┌─ DATA FOR PROCESSING
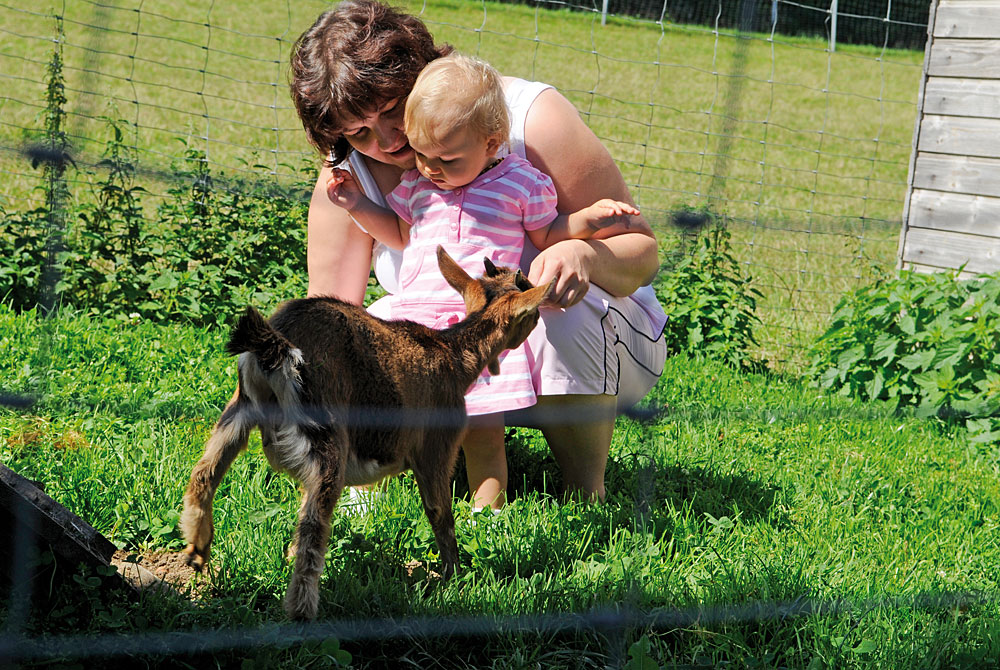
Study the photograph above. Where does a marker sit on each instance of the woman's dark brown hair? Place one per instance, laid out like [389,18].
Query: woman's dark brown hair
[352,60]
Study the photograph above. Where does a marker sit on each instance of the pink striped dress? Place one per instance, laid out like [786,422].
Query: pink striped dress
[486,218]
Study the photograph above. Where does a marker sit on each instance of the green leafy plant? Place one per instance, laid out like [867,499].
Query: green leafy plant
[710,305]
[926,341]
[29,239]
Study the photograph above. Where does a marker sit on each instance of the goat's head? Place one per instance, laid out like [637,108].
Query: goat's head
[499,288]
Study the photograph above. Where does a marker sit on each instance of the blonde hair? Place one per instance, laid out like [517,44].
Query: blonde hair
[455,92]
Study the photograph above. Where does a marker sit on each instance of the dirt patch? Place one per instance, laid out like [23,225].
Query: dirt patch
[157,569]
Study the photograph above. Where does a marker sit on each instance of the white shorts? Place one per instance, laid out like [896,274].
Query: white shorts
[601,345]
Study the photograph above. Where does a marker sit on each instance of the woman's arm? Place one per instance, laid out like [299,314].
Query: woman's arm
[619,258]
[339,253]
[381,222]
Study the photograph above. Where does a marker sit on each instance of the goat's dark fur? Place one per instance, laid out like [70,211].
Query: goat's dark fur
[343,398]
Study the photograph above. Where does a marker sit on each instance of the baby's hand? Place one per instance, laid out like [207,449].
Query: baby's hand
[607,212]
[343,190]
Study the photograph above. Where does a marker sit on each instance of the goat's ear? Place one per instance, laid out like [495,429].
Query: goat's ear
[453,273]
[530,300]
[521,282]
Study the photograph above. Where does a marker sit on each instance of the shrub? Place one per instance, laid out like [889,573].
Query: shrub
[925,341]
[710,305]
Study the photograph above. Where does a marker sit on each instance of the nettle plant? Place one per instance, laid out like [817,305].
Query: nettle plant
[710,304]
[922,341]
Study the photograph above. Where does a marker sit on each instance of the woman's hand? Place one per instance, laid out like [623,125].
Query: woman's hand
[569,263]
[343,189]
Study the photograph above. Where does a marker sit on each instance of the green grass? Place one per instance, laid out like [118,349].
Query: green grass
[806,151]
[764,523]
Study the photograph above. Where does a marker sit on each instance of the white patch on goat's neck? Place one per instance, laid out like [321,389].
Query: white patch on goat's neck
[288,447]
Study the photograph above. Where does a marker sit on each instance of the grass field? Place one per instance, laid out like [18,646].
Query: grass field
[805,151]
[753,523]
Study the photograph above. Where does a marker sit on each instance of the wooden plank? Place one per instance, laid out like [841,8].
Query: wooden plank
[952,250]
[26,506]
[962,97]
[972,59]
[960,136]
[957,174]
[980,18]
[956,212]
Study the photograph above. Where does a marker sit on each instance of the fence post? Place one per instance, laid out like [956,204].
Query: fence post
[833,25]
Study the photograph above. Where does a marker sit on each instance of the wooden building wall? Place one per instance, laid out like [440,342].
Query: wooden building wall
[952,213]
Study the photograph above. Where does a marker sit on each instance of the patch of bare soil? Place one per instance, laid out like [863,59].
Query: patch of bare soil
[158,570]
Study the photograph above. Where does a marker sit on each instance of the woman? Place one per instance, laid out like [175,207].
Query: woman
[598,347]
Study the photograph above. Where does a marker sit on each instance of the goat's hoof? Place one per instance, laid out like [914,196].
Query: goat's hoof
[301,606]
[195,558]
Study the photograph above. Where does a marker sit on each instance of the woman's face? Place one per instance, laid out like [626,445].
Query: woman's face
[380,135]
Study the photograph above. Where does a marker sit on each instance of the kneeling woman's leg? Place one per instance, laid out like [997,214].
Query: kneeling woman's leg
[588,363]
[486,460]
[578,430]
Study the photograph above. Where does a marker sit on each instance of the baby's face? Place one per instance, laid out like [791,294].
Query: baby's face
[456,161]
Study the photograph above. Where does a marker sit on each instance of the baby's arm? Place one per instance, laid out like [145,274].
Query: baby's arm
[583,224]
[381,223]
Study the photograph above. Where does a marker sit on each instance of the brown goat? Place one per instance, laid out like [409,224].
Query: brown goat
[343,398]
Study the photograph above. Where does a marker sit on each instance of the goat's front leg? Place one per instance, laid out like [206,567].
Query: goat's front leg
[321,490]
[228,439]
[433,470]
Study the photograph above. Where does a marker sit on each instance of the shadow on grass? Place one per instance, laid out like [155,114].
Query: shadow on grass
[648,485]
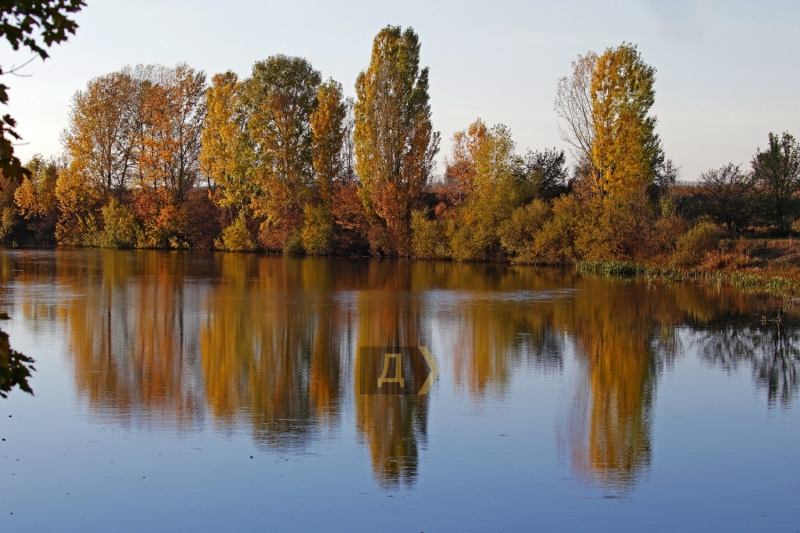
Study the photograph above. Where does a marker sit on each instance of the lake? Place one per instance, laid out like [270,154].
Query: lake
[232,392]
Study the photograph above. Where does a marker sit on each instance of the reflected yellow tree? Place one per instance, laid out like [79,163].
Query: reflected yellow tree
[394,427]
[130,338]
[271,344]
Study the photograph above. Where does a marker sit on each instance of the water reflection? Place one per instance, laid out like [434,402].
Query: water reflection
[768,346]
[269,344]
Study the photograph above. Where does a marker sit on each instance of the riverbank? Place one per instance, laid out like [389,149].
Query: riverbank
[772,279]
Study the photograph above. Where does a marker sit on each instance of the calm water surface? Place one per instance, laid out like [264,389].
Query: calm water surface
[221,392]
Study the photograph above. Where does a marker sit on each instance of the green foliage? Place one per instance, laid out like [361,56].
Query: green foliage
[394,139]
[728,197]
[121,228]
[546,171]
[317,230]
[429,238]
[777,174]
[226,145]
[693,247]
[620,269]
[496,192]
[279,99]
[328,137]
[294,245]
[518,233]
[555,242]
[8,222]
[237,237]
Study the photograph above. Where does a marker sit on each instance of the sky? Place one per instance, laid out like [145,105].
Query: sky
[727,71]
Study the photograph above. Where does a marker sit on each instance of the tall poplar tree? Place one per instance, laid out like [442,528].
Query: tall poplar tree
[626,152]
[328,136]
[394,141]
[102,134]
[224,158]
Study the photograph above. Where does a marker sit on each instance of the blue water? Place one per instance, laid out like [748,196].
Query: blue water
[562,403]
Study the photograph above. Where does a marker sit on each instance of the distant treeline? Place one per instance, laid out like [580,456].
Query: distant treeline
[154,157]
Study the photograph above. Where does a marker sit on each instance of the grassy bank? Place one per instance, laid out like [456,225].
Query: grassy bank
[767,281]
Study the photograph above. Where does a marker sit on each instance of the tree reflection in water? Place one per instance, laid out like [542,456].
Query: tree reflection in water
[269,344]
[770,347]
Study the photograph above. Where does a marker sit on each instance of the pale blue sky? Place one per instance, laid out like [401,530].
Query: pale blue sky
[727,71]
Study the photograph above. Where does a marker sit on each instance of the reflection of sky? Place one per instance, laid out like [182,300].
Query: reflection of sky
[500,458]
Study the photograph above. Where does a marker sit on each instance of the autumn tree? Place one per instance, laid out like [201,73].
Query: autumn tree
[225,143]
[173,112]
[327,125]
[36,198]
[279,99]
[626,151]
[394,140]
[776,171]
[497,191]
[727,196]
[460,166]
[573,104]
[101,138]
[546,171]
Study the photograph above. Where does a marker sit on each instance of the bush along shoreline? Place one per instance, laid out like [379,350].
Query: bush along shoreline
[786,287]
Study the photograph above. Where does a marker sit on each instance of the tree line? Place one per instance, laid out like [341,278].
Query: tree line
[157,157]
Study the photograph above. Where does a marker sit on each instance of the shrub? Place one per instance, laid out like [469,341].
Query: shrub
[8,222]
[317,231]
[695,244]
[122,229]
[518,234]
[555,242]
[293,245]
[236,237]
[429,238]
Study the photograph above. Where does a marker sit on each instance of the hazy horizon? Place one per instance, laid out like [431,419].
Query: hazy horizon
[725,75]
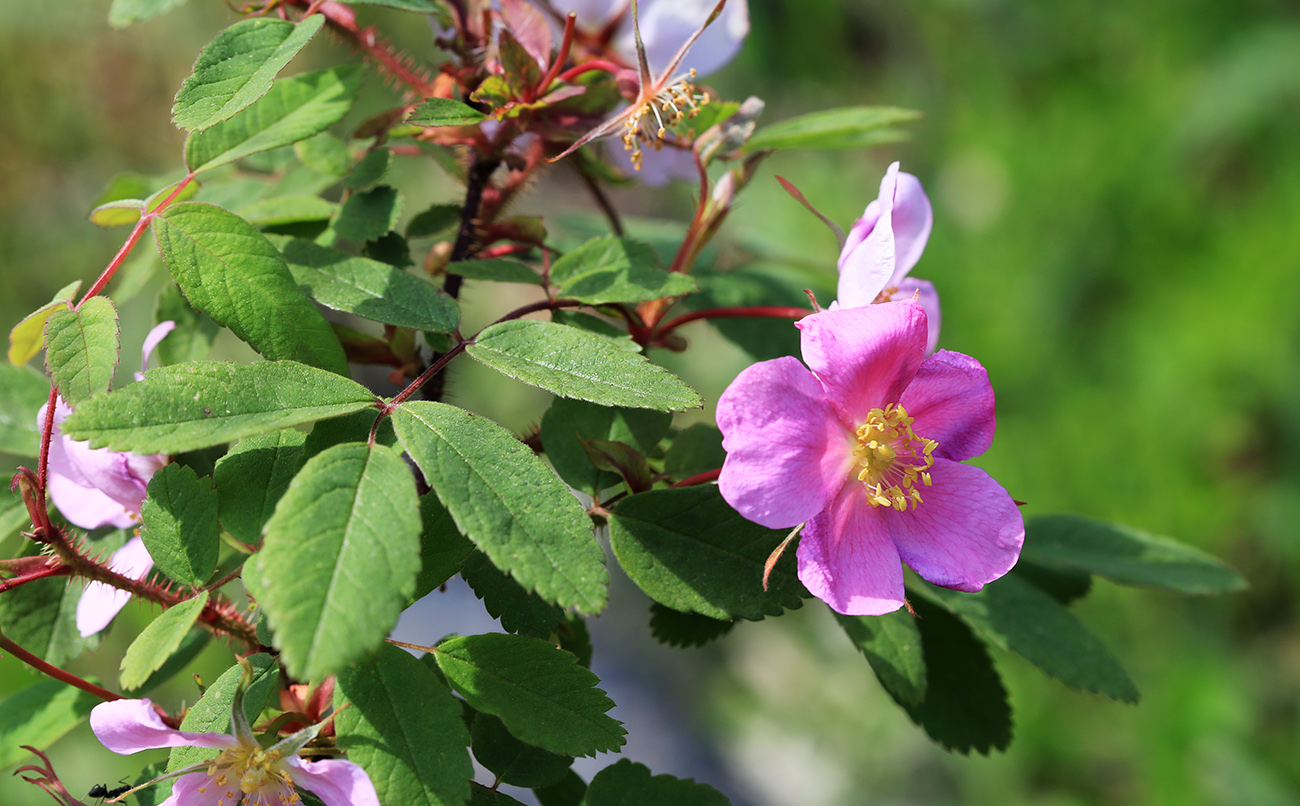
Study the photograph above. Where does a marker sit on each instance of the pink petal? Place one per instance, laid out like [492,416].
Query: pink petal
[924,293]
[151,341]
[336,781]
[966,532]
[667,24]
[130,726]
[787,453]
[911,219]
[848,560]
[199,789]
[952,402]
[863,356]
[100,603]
└─
== CHALLENGE ==
Transcribe the stretch of the records from the line containing "out like [431,419]." through the end of the records, both ends included, and leave the pictures out of your copy.

== REPLY TO THE TASK ==
Study the photograph above. Where does a marker sit on each instance of the hazy horizon? Place one per instance, laid out like [431,419].
Query: hazy horizon
[725,75]
Study the photograph above. Where does a marker sit on each instance of the pink petal? Place one per instance, laid out like [492,416].
Query: pink petal
[924,293]
[151,341]
[336,781]
[966,532]
[667,24]
[130,726]
[787,453]
[911,219]
[848,560]
[199,789]
[952,402]
[863,356]
[100,603]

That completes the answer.